Estratto fornito
--

Avevo paura a restare lì da sola. Per
questo poi non ci sono più tornata.
Ogni rumore era una minaccia, non più un incontro.
Ogni rumore era una minaccia, non più un incontro.
Gli animali, soprattutto, mi
spaventavano.
Ed è grazie ad un animale che ci sono
tornata. Timido, il mio cane (che poi ho scoperto essere una femmina il giorno
che ha avuto Cico… che poi ho scoperto essere anche lui una Cica!...non c’ho
preso mai, eh?!).
Era un essere così docile. Talmente la
vita lo aveva bastonato, e forse anche qualcun altro, che non si è lasciato
accarezzare per giorni.
L’ho incontrato sulla strada di casa.
Aveva uno sguardo che elemosinava attenzione, cura, amorevolezza. Ci siamo
incontrati per diverse sere. Stava un po’ con me, a deditissima distanza, e poi
fuggiva.
Fino a quando una sera, dopo lunghi
sguardi d’intesa, Timido (ormai aveva un nome) si è lasciato accarezzare ed è
diventato ospite fisso da noi.
Ora mi rendo conto, mentre scrivo, che
è stato l’animale più speciale della mia vita. Ancora ricordo, e penso lo farò
per sempre, i suoi occhi profondi.
E’ insieme al mio cane che ho avuto il
coraggio di tornare nel giardino delle fate e restare lì a scoprire quel che
avevo perso. C’era lui a guardia e tutto andava bene.
Nel mezzo del giardino c’era un
albero.
Non lo ricordavo affatto! Era un noce.
Alla base del suo tronco una
concavità, una sorta di utero esterno.
Cominciai a familiarizzare con
quell’albero.
Mi sedevo ai suoi piedi e parlavo con
Dio.
In realtà, è sempre stato Lui
l’interlocutore segreto di quel giardino, ma allora, nell’animismo
dell’infanzia, Quello era senza nome.
Era esperienza, non concetto, era presenza, non dogma.
Specialmente per me.
Le catechesi dell’infanzia non
m’avevano convinta ad andare a Messa per precetto e neanche le mie amiche che
citofonavano puntuali la domenica mattina.
La prima comunione, quella no, è stata
un salto nella compagnia.
Ho scritto quel giorno, sul diario che
una parente mi ha regalato, Da oggi non
sono più sola. Super accidenti che affermazione per una bimba!
Comunque sia, fuori, tutto è rimasto
com’era. Senza nessun desiderio di celebrazioni comunitarie. Avevo la mia
liturgia naturale. E questo è tutto per un bambino. Specie se la proposta non è
una Presenza ma parole, parole, parole.
Insomma, alla fine su quell’albero ci
sono salita.
Il mio albero dei cambiamenti.
Nella natura c’è davvero una risposta
silenziosa. Se sappiamo ascoltarla.
I bambini lo sanno.
Ma anche questo ve lo racconterò un
altro giorno.
3. Baci, ovunque sparsi
3. Baci, ovunque sparsi
Come sarà il domani lo decide anche la
notte.

--

Materiale fornito

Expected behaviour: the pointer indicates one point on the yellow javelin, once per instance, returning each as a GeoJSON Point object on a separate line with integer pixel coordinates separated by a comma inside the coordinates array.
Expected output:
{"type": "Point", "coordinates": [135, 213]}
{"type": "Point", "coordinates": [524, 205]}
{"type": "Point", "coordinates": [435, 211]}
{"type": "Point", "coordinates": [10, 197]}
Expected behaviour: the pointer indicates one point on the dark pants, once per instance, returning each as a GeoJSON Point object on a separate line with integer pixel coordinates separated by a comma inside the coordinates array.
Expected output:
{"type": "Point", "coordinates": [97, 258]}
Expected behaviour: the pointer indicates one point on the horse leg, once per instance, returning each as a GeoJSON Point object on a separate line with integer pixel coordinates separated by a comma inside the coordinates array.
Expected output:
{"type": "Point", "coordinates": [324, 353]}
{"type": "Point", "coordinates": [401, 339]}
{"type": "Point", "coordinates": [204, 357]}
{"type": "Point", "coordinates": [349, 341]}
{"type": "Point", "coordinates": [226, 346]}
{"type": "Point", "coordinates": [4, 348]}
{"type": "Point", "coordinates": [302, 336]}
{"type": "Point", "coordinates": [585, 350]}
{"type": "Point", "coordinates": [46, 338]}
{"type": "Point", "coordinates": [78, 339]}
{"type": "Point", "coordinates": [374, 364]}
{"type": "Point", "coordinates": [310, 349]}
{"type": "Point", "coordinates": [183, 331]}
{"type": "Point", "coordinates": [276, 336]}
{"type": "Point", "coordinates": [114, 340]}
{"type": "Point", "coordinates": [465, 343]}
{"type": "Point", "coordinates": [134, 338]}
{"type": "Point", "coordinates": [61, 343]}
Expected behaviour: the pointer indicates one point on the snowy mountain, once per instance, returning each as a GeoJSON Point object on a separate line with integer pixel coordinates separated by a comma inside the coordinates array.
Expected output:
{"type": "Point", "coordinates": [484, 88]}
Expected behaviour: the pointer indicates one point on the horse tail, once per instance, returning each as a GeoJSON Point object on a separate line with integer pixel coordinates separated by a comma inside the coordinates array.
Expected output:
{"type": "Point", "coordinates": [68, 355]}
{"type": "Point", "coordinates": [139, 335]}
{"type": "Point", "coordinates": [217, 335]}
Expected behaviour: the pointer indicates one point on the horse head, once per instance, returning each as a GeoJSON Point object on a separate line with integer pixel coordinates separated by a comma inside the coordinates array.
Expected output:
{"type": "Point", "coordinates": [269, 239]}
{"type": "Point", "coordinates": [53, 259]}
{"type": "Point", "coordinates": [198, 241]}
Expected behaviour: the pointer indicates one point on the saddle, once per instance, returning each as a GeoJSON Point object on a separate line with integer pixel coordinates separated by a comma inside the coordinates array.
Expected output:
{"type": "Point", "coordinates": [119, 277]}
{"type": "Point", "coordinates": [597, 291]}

--

Compito breve
Rispondi a queste domande sull'estratto fornito.
(a) Dove la narratrice ha incontrato Timido?
(b) Che tipo di albero c'era nel mezzo del giardino?
(c) Quale frase ha scritto sul diario il giorno della prima comunione?
Per questo lavoro le righe non servono.

Risposta attesa
(a) Sulla strada di casa.
(b) Un noce.
(c) "Da oggi non sono più sola."